─── QUOTED TEXT
I did, finally and purely by chance, end up speaking with a front line support
representative who not only came to understand what I was describing but who
also demonstrated some initiative.

When they, after my lengthy -- starting "from the top", once again --
explanation, inevitably "went to their manager", they were given an incorrect
response. I explained this, and how I had encountered it before, and what was
actually needed. And this person actually went to the manager a second time
and "pushed back" enough to get the manager to look again. Lo and behold, they
found the right product in the licensing system (a special combo installer
created for the CS 5.5 32-bit support) and _finally_ supplied me with a
working key for that installer.

Unfortunately, my intuition is that that front line representative was
probably not long for that job.

P.S. Upon reflection, I now recall that I _may_ have spoken to such a manager,
once. Just long enough to get the brush off.

------
coenhyde
I've been trying to buy Creative Cloud for the last month. And frankly I've
given up. I've gone back to Pixelmator.
──────
TASK SET.
1 – Copy out the part of the licensing thread between "Unfortunately, my intuition" and "back to Pixelmator.", inclusive.
2 – Decide whether each statement agrees with the licensing thread, answering yes or no and quoting the words that settle it: (a) The representative went to the manager a second time. (b) The working key was for an installer made for 64-bit support. (c) coenhyde succeeded in buying Creative Cloud after a month of trying.
─── PROVIDED INFORMATION
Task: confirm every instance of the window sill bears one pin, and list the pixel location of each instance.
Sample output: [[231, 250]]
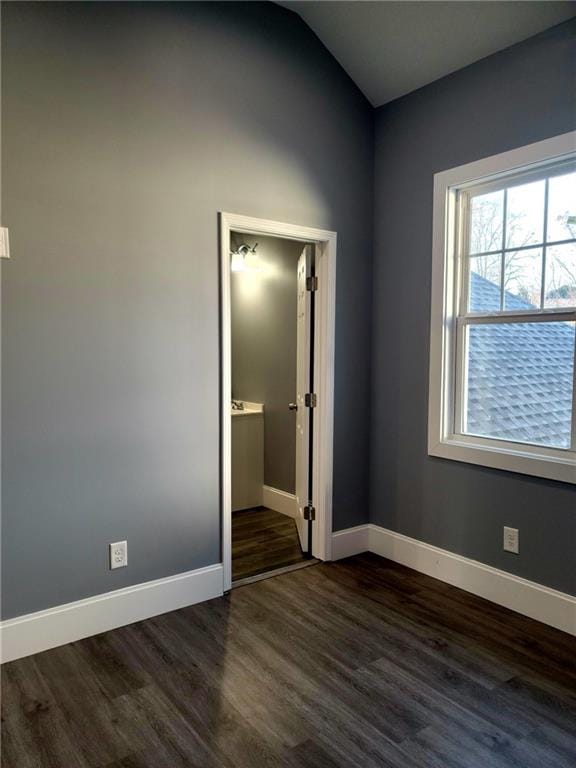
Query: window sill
[[527, 460]]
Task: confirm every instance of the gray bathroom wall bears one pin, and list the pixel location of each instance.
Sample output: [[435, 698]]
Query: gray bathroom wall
[[263, 307], [521, 95], [126, 128]]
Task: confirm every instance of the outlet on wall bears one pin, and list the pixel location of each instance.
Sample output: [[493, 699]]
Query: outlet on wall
[[119, 554], [511, 543]]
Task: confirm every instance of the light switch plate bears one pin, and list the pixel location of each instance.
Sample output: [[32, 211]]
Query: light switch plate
[[118, 554], [511, 542], [4, 243]]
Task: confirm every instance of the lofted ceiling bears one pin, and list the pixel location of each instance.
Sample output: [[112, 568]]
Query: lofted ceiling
[[392, 48]]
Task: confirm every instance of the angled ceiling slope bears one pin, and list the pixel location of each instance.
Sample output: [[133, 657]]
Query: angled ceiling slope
[[392, 48]]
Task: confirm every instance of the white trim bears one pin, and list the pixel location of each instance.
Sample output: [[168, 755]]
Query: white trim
[[442, 440], [279, 501], [351, 541], [36, 632], [557, 609], [323, 374]]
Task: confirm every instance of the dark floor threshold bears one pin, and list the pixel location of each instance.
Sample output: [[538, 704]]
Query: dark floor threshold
[[274, 572]]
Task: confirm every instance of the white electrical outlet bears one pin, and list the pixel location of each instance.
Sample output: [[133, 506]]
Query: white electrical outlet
[[511, 543], [4, 243], [119, 554]]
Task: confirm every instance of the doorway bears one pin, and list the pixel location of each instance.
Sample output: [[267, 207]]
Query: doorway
[[291, 522]]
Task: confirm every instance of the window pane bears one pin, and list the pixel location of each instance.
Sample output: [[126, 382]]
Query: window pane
[[525, 215], [523, 279], [561, 276], [486, 219], [484, 287], [519, 382], [562, 207]]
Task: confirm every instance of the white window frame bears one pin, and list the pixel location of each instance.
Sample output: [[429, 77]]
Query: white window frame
[[447, 279]]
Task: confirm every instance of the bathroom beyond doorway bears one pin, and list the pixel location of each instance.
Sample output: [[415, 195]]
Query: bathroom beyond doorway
[[276, 423]]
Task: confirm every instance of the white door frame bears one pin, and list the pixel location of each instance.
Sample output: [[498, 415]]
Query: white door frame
[[325, 311]]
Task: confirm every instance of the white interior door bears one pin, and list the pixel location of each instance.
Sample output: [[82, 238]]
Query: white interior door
[[303, 387]]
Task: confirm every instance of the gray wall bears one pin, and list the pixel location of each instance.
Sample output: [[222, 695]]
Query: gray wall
[[521, 95], [263, 308], [126, 128]]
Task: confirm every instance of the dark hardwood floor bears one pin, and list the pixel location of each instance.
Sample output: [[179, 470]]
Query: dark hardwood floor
[[359, 663], [263, 540]]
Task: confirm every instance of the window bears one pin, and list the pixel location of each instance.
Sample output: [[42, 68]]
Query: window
[[503, 336]]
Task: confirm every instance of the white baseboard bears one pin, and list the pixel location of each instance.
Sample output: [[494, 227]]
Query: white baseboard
[[279, 501], [557, 609], [351, 541], [36, 632]]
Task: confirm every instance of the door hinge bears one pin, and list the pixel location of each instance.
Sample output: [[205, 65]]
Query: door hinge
[[309, 512]]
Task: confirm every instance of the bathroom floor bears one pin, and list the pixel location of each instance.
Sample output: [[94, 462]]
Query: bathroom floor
[[263, 540]]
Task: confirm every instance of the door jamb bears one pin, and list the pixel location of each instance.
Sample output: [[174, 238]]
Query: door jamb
[[324, 327]]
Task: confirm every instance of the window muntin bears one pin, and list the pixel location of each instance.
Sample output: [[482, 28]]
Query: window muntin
[[515, 333]]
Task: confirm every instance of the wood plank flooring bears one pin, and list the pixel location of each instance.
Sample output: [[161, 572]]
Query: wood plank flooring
[[357, 663], [263, 540]]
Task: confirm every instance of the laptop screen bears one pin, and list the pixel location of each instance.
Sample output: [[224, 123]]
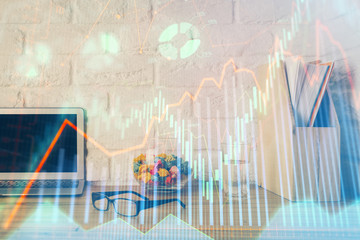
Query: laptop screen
[[25, 138]]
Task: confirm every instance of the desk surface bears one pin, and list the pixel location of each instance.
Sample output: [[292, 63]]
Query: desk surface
[[213, 216]]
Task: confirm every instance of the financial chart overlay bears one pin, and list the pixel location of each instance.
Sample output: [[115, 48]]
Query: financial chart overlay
[[205, 119]]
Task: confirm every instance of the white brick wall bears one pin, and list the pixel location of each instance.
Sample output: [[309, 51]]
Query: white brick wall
[[72, 68]]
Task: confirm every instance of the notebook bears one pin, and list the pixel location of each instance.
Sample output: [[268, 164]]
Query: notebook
[[307, 83], [41, 151]]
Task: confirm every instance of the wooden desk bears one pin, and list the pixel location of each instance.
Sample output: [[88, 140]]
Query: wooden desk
[[201, 213]]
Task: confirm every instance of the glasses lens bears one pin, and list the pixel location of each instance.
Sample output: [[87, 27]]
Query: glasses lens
[[101, 204], [125, 207]]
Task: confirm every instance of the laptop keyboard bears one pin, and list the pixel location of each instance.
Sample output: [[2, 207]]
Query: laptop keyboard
[[39, 183]]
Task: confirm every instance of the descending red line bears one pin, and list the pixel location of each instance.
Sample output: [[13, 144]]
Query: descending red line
[[34, 176]]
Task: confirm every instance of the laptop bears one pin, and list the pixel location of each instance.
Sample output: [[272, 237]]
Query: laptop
[[41, 151]]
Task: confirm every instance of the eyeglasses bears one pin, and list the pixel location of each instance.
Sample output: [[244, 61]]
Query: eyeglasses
[[127, 207]]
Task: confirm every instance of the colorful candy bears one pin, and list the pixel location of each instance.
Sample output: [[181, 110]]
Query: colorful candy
[[165, 170]]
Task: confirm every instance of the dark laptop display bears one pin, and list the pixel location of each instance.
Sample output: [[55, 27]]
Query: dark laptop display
[[25, 138]]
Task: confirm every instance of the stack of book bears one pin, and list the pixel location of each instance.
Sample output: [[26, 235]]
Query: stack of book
[[307, 84]]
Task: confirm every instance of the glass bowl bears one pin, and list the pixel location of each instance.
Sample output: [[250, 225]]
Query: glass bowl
[[162, 173]]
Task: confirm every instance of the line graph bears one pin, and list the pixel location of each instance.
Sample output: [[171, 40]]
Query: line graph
[[186, 95]]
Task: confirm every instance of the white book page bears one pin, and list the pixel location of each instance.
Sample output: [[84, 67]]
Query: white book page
[[310, 81]]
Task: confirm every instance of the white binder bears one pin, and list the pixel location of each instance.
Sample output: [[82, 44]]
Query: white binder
[[297, 163]]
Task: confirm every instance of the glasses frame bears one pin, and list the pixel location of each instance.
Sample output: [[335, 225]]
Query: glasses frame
[[140, 204]]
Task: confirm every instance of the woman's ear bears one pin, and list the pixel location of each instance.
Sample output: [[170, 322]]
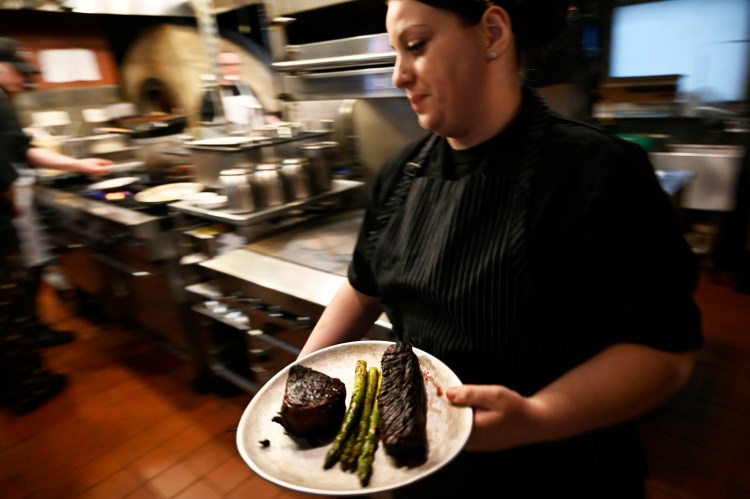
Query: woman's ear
[[497, 30]]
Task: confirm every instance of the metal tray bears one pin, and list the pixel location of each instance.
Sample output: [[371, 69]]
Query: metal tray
[[338, 188]]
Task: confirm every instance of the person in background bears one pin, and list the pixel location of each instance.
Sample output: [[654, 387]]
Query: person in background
[[536, 256], [26, 382], [17, 75], [238, 98]]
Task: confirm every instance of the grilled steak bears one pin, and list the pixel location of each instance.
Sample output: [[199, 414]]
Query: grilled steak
[[314, 403], [403, 404]]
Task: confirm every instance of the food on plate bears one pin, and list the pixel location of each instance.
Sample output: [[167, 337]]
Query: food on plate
[[403, 404], [353, 447], [370, 443], [314, 403], [351, 418]]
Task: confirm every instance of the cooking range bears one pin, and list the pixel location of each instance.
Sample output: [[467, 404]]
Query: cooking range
──────
ANSWERS TO THE TASKS.
1 –
Unfortunately, my intuition is that that front line representative was
probably not long for that job.

P.S. Upon reflection, I now recall that I _may_ have spoken to such a manager,
once. Just long enough to get the brush off.

------
coenhyde
I've been trying to buy Creative Cloud for the last month. And frankly I've
given up. I've gone back to Pixelmator.

2 –
(a) Yes: "And this person actually went to the manager a second time"
(b) No: "a special combo installer created for the CS 5.5 32-bit support"
(c) No: "And frankly I've given up."